Picture region annotation data
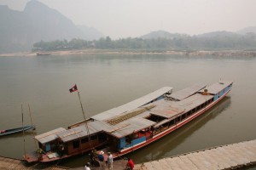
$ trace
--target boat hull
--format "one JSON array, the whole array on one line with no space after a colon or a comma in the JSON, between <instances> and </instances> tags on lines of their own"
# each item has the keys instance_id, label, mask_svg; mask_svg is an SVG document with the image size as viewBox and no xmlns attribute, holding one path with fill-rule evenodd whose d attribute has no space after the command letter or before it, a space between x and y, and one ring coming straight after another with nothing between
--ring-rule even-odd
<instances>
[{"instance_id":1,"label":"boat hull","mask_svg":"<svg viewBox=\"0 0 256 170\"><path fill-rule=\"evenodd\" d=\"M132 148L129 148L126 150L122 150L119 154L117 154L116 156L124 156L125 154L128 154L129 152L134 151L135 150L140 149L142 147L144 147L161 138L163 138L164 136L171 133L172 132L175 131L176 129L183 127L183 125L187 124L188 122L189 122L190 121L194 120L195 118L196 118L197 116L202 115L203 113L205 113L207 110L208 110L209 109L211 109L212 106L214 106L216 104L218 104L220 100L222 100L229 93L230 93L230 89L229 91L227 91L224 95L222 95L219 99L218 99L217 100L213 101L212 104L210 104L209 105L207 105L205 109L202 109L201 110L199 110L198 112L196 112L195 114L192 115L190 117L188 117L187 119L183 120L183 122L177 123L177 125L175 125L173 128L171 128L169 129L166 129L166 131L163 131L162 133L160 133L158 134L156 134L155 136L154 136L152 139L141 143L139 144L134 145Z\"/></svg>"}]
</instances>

_Prompt:_ Rewrite the listing with "trace" changed to "segment" and everything else left the same. Omit the pictures from your answer.

_Output of the task:_
$ segment
--target boat hull
--format "one JSON array, the whole array on one line with no space after a colon or a comma in the JSON, between <instances> and </instances> tags on lines of their own"
# each item has the keys instance_id, label, mask_svg; mask_svg is an SVG document with the image size as viewBox and no xmlns attribute, holding one path with fill-rule evenodd whose d attribute has no space after the command letter or before it, a space between x and y, and one ring coming straight after another with nothing between
--ring-rule even-odd
<instances>
[{"instance_id":1,"label":"boat hull","mask_svg":"<svg viewBox=\"0 0 256 170\"><path fill-rule=\"evenodd\" d=\"M132 148L129 148L126 150L122 150L119 154L117 154L116 156L124 156L125 154L128 154L129 152L134 151L135 150L140 149L142 147L144 147L161 138L163 138L164 136L171 133L172 132L175 131L176 129L183 127L183 125L187 124L188 122L189 122L190 121L194 120L195 118L196 118L197 116L202 115L203 113L205 113L207 110L208 110L209 109L211 109L212 106L214 106L216 104L218 104L220 100L222 100L229 93L230 93L230 89L229 91L227 91L224 95L222 95L219 99L218 99L217 100L213 101L212 104L210 104L209 105L207 105L205 109L202 109L201 110L199 110L198 112L196 112L195 114L192 115L190 117L188 117L187 119L183 120L183 122L177 123L177 125L175 125L173 128L171 128L169 129L166 129L166 131L163 131L162 133L160 133L158 134L156 134L155 136L154 136L152 139L141 143L139 144L134 145Z\"/></svg>"}]
</instances>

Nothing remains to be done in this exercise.